• **EXTRACT**
= = = =

2.9 Indemnification. If any Registrable Securities are included in a registration statement under this Section 2:

 

(a) To the extent permitted by law, the Company will indemnify and hold harmless each selling Holder, and the partners, members, directors, officers and stockholders of each such Holder; legal counsel and accountants for each such Holder; any underwriter (as defined in the Securities Act) for each such Holder; and each Person, if any, who controls such Holder or underwriter within the meaning of the Securities Act or the Exchange Act, against any Damages, and the Company will pay to each such Holder, underwriter, controlling Person or other aforementioned Person any legal or other expenses reasonably incurred thereby in connection with investigating or defending any claim or proceeding from which Damages may result, as such expenses are incurred; provided, however, that the indemnity agreement contained in this Section 2.9(a) shall not apply to amounts paid in settlement of any such claim or proceeding if such settlement is effected without the consent of the Company, which consent shall not be unreasonably withheld, nor shall the Company be liable for any Damages to the extent that they arise out of or are based upon actions or omissions made in reliance upon and in conformity with written information furnished by or on behalf of any such Holder, underwriter, controlling Person or other aforementioned Person expressly for use in connection with such registration.

= = = =

• **PROBLEMS AND TASKS**
1) Summarize the indemnification clause in two sentences.
2) According to the indemnification clause, whose consent must a settlement have for the indemnity to apply to the amount paid?
3) Write the next part of the indemnification clause, picking up after its last sentence.
The items have nothing to do with what is asked here.

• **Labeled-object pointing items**
= = = =

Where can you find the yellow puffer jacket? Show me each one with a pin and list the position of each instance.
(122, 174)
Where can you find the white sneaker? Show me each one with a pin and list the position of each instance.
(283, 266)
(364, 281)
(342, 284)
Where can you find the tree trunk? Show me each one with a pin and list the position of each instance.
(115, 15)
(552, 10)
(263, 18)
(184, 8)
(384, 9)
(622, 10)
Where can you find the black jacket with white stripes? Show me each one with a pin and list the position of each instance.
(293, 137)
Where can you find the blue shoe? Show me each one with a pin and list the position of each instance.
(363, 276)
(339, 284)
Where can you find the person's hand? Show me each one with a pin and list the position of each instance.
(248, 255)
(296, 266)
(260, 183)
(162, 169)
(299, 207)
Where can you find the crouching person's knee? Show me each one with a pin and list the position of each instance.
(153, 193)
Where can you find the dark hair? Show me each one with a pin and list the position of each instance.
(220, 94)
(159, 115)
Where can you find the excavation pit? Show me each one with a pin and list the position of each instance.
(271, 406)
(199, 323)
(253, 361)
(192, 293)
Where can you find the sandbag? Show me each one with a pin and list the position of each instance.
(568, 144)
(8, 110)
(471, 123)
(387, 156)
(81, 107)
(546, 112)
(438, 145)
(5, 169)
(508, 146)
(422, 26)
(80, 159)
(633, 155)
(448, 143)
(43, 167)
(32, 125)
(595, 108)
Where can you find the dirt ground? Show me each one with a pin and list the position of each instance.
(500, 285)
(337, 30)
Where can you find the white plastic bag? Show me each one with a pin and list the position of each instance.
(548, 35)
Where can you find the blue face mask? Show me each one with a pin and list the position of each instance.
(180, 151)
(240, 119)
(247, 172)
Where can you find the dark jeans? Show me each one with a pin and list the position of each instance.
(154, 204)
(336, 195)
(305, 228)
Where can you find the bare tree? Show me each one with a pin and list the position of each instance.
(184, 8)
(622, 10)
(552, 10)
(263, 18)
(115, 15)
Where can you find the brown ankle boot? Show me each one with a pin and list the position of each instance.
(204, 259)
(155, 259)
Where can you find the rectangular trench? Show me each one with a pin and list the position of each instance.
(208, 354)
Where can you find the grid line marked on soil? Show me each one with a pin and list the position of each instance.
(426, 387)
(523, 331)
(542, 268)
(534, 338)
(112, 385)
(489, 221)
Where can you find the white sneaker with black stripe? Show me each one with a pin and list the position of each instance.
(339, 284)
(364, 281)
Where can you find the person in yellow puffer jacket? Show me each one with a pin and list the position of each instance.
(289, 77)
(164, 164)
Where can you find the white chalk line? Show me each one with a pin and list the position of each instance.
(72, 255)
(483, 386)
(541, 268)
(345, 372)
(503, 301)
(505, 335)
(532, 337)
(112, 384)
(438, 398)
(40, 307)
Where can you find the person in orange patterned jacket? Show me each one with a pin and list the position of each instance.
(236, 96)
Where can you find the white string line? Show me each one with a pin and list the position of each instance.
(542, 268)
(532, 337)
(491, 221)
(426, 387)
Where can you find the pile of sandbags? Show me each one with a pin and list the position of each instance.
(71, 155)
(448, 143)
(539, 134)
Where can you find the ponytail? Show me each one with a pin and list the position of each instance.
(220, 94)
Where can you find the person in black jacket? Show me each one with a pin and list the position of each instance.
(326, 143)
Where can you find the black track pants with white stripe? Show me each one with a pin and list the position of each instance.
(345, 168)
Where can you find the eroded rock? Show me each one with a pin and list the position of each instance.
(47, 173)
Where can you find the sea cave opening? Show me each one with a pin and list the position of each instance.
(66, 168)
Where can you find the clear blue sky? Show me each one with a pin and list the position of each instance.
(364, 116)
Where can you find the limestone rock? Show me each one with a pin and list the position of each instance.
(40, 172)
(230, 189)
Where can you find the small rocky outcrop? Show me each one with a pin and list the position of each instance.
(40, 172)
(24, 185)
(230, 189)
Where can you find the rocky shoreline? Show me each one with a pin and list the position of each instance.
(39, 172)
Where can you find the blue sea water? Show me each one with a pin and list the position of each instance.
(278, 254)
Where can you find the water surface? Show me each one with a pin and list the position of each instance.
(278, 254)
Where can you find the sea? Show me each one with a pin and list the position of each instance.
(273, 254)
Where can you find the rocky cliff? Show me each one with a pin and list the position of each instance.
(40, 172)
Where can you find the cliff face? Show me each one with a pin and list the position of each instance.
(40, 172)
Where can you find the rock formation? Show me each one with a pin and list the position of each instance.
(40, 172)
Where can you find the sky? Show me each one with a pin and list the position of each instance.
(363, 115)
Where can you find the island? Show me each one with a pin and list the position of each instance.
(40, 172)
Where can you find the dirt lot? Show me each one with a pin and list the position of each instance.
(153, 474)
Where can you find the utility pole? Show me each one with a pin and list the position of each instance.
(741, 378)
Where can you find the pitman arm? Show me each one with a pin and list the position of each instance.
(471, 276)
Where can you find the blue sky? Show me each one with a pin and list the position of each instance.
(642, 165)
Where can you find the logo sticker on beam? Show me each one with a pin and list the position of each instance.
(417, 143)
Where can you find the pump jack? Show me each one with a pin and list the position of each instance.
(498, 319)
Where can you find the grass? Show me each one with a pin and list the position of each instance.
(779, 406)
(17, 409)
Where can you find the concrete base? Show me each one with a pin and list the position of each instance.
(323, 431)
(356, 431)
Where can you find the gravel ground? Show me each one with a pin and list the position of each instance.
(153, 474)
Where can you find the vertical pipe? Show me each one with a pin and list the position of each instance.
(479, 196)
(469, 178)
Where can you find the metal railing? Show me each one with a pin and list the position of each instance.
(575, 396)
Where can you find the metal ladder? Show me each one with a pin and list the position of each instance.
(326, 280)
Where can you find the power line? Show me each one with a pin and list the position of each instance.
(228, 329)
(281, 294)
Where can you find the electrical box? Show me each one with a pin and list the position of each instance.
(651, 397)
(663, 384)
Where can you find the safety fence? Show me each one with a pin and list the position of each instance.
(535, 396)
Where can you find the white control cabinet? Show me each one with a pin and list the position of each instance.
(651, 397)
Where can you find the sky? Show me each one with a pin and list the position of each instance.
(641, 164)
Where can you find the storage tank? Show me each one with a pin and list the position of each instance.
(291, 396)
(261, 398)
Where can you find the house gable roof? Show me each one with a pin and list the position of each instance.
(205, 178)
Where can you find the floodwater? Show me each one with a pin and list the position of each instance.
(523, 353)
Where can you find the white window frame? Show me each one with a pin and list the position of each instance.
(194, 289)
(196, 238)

= = = =

• **PER-TASK ANSWERS**
1) If Registrable Securities are included in a registration statement, the Company will, to the extent the law permits, indemnify each selling Holder and related persons such as its partners, legal counsel, underwriters and controlling Persons against any Damages, and will pay the legal or other expenses they reasonably incur investigating or defending claims as those expenses arise. This does not cover settlements made without the Company's consent, which may not be unreasonably withheld, or Damages arising from written information those persons furnished expressly for use in the registration.

2) The Company's consent, which shall not be unreasonably withheld.

3)
(b) To the extent permitted by law, each selling Holder, severally and not jointly, will indemnify and hold harmless the Company, and each of its directors, each of its officers who has signed the registration statement, each Person (if any), who controls the Company within the meaning of the Securities Act, legal counsel and accountants for the Company, any underwriter (as defined in the Securities Act), any other Holder selling securities in such registration statement, and any controlling Person of any such underwriter or other Holder, against any Damages, in each case only to the extent that such Damages arise out of or are based upon actions or omissions made in reliance upon and in conformity with written information furnished by or on behalf of such selling Holder expressly for use in connection with such registration; and each such selling Holder will pay to the Company and each other aforementioned Person any legal or other expenses reasonably incurred thereby in connection with investigating or defending any claim or proceeding from which Damages may result, as such expenses are incurred; provided, however, that the indemnity agreement contained in this Section 2.9(b) shall not apply to amounts paid in settlement of any such claim or proceeding if such settlement is effected without the consent of the Holder, which consent shall not be unreasonably withheld; provided further that in no event shall the aggregate amounts payable by any Holder by way of indemnity or contribution under Sections 2.9(b) and 2.9(d) exceed the proceeds from the offering received by such Holder (net of any Selling Expenses paid by such Holder), except in the case of fraud or willful misconduct by such Holder.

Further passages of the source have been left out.